EL PASO, Texas (Border Report) – As border states like New Mexico legalize the use of recreational marijuana, lawmakers and federal officials remind residents it’s still illegal to carry the drug through ports of entry and Border Patrol highway checkpoints.
Since April 1, U.S. Customs and Border Protection officers have stopped more than two dozen people carrying small amounts of marijuana at New Mexico and neighboring West Texas ports of entry. The drugs have been seized in all instances.
“As some states have decriminalized the use and possession of marijuana it is important that members of the traveling public clearly understand that federal law still prohibits the importation of any amount of this drug,” said CBP El Paso Director of Field Operations Hector Mancha. “Do not cross the border with any amount of marijuana at all.”
The same applies at dozens of permanent Border Patrol highway checkpoints inside border states. The checkpoints are federal facilities set up decades ago to detect the illegal trafficking of migrants, drugs and other contraband.
These facilities where motorists are asked to state their citizenship and their vehicles are subject to search or to be sniffed out by a canine officer while they idle in line exist up to 60 miles north of the actual U.S.-Mexico border in some cases.
New Mexico lawmakers in late March and early April passed legislation legalizing adult use of cannabis, decriminalizing possession of up to half an ounce of marijuana, providing a $50 fine for possession of up to one ounce and licensing sales and cultivation. Gov. Michelle Lujan Grisham, a Democrat, signed the bills into law on April 12.

:::

→ TO DO:
1. In the border marijuana article, switch "ports of entry" to "border crossings" and write out the stretch from "Since April 1, U.S." through "and other contraband.".
2. For each statement, say yes or no according to the border marijuana article, and quote the words that settle it: (a) Since April 1, CBP officers have stopped more than two dozen people carrying small amounts of marijuana at New Mexico and West Texas ports of entry. (b) Some Border Patrol highway checkpoints sit up to 100 miles north of the U.S.-Mexico border. (c) Gov. Michelle Lujan Grisham signed the cannabis bills into law on April 12.

→ EXCERPTED DATA:

:::

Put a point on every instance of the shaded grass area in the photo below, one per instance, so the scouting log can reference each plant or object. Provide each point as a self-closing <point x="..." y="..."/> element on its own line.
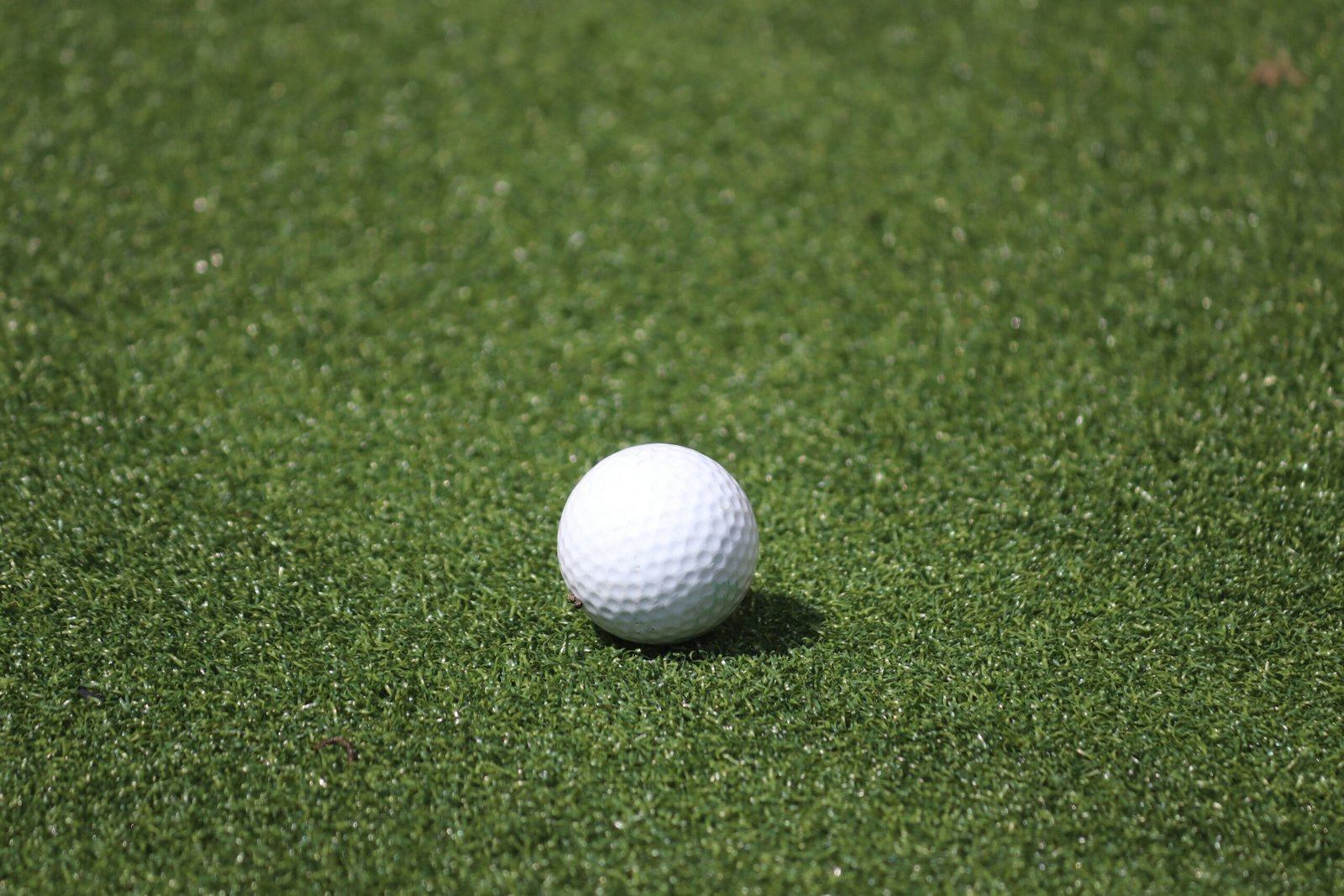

:::

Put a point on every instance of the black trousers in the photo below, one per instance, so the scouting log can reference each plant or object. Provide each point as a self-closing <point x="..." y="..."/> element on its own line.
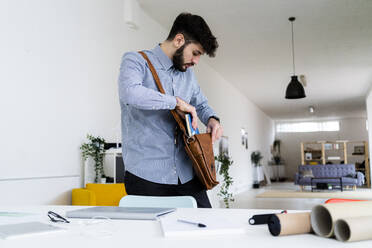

:::

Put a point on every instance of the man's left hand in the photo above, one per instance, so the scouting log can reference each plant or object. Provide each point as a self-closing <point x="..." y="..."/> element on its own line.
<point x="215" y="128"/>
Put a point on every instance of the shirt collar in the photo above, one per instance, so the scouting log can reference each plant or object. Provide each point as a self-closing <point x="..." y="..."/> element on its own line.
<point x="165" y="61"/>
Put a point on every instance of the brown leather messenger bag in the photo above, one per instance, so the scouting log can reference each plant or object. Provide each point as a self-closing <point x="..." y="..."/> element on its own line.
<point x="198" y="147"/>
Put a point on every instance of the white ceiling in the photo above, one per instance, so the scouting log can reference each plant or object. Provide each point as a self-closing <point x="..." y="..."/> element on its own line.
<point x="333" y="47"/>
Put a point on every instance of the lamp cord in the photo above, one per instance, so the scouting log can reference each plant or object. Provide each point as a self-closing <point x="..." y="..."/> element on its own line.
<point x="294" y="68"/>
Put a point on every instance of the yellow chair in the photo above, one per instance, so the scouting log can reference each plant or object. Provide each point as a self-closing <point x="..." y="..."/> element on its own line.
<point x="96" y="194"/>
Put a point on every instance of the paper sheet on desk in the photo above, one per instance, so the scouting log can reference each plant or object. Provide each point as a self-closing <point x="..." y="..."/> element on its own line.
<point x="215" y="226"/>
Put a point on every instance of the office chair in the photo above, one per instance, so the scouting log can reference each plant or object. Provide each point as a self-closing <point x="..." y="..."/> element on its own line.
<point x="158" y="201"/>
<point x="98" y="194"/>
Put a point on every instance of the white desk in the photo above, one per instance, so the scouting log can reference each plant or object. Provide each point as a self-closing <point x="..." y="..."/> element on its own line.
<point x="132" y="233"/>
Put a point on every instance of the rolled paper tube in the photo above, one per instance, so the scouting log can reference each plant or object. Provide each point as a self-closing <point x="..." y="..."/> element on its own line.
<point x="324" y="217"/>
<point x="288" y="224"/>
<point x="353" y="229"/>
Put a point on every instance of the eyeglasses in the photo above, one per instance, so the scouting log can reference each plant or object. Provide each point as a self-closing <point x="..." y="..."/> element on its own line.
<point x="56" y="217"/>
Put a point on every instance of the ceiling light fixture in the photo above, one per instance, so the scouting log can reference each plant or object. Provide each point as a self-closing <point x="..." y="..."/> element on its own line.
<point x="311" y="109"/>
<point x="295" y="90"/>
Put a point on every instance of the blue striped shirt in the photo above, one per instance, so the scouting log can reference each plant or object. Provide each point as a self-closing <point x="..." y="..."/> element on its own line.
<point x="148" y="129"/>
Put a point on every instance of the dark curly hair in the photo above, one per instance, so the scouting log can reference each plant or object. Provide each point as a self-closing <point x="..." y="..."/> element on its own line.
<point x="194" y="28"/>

:::

→ TASK-BY-TASK OUTPUTS:
1.
Since April 1, U.S. Customs and Border Protection officers have stopped more than two dozen people carrying small amounts of marijuana at New Mexico and neighboring West Texas border crossings. The drugs have been seized in all instances.
“As some states have decriminalized the use and possession of marijuana it is important that members of the traveling public clearly understand that federal law still prohibits the importation of any amount of this drug,” said CBP El Paso Director of Field Operations Hector Mancha. “Do not cross the border with any amount of marijuana at all.”
The same applies at dozens of permanent Border Patrol highway checkpoints inside border states. The checkpoints are federal facilities set up decades ago to detect the illegal trafficking of migrants, drugs and other contraband.

2.
(a) Yes: "Since April 1, U.S. Customs and Border Protection officers have stopped more than two dozen people carrying small amounts of marijuana at New Mexico and neighboring West Texas ports of entry."
(b) No: "exist up to 60 miles north of the actual U.S.-Mexico border in some cases."
(c) Yes: "Gov. Michelle Lujan Grisham, a Democrat, signed the bills into law on April 12."